**TEXT PROVIDED**
How do HTTPS requests get into the IC?

To me one of the most interesting purported features of the IC is that browsers can interact directly with dapps, and that the integrity of the apps does not depend on trusting any single datacenter or trusting Dfinity.

Dominic has written that the IC can serve HTTP requests directly from cyberspace into browsers, and that Dfinity will not be running any HTTPS front-end infrastructure, and that it doesn’t depend on any external infrastructure.

If Dfinity was proxying HTTPS requests into the IC then there’d be a single trust point and it couldn’t fulfil its promises to be censorship-resistant, tamperproof, unstoppable, etc.

So I’d like to understand more just how this comes about, technically, to get a grasp on the security of the IC.

Let’s take the case of a browser trying to access the LinkedUp app at https://7kncf-oidaa-aaaaa-aaaaa-aaaaa-aaaaa-aaaaa-q.ic0.app/ (down at the moment though, but it will do for an example.)

To open the app from a browser a few key things have to happen:

  1. Resolve that domain name to an IP address. The browser then opens a TCP connection to that address.
  2. The incoming connection is routed to a server machine somewhere, possibly through some kind of layer 3 load balancer.
  3. TLS negotiation with the server.
  4. Routing the HTTPS request into the actor and sending the results back.

All of these seem pretty challenging to do in a distributed trustless way.

As of today, DNS, LB, TLS and HTTPS all seem to be handled by CloudFlare, but I presume you’re going to move away from them before the public launch, to fulfil the promise of not relying on Big Tech vendors. The SSL Cert is also from CF.

DNS: Ultimately the request gets answered by a single authoritative server somewhere. Who runs that? How do you know they don’t lie? There is no consensus protocol in DNS.

Routing to a server: Only one machine terminates the TCP connection. How do you choose it? If you send it to a DC run by one operator, it seems they can return arbitrary results?

TLS: Whichever machine terminates the connection has access to the SSL cert for *.ic0.app (or maybe some subdomain?) and can arbitrarily MITM connections to any app hosted in that domain. Whether this is run by Dfinity or some datacenter or by CloudFlare it doesn’t seem any more tamperproof than current infrastructure.

Request routing to actors: Here too, it’s passing through a single machine run by someone, who can arbitrarily change the request and response…

How is the IC going to do any better than CF in any of these stages?

8 Likes

There are two parts to your question;

  1. How do users get the Bootstrap HTML and JS (the ones served by *.ic0.app)? and
  2. How do users contact the network (the replicas which are currently behind gw.dfinity.network)?

First, I want to point out that both these questions are still in flux and what I’m about to share is our current plans, but those might very well change before the official release.

So I’ll elaborate on where we want to go, versus where we are currently (Cloudflare, nginx, etc).

1. How do users get the Bootstrap HTML and JS (the ones served by *.ic0.app)?

Those HTML and JS are served whichever canister is served, so you could serve that same code from, say, https://my-awesome-app.example.com (there needs to be some configurability of canister ID, but that’s mostly it). And users can MD5 that code (or just plain string compare) with the one we build from our soon-to-be open source repos and should get the same output.

**RECORD LIST**

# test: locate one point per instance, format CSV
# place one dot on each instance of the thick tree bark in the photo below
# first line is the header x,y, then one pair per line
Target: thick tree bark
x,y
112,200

**THINGS TO DO**
A - Summarize the forum thread about HTTPS requests reaching the IC in two sentences.
B - Provide the next part of the forum thread about HTTPS requests reaching the IC, picking up right after its last sentence.
The material is not needed for the tasks that follow.

**OUTPUTS IN ORDER**
A - A forum post asks how browsers can reach IC apps without trusting any single party, since DNS, routing, TLS and request forwarding each seem to pass through one machine and are currently handled by CloudFlare. A reply divides the question into how users get the bootstrap HTML and JS and how they contact the replicas, warns that the plans may change before release, and explains that the bootstrap code can be served from any domain and compared against a build from soon-to-be open source repos.

B -
So by design, whichever node you hit when going to a.ic0.app or b.ic0.app will get the same HTML and JS. Now this is not decentralized yet, and to be honest we still don’t have a totally fool proof way of decentralizing frontend servers. There will be a level of trust for them as we get rid of Cloudflare there, and it’s unknown if only certain nodes will serve frontends or if all nodes will be able to serve a frontend.

The issues of HTTPs certificates have been raised in every of the meetings involved in this plan so we are very well aware of it.

This matters for preventing phishing attempts, but the canister data is still protected. Which brings us to the next point;

2. How do users contact the network (the replicas which are currently behind gw.dfinity.network)?

There are many subnets and canisters will be in a particular subnet. The client code will have to;

  • ask the main subnet (which is known) what subnet a canister is in? This step may be cached locally.
  • query a random node in that subnet directly through TCP/IP connection (using HTTPs with a certificate for that single IP address).

The resolution is done by the client, and the node of the subnet being contacted is random.

Updates always go through consensus so they’re not at risk of being MITM. They’re also signed by the client so the client can send it to one replica and request status at others, if it doesn’t trust it, for example. So if you don’t trust the replicas, updates are the way to go (but takes longer). Every query-able function can be called using an update call.

Queries are a bit more complicated. The query is never sent through consensus, so it’s impossible to know if a replica is misbehaving. We are working on some certification of data so that clients could check that the data is correct at a certain timestamp. You could also query the data on multiple nodes and if their block heights are the same, the data should match.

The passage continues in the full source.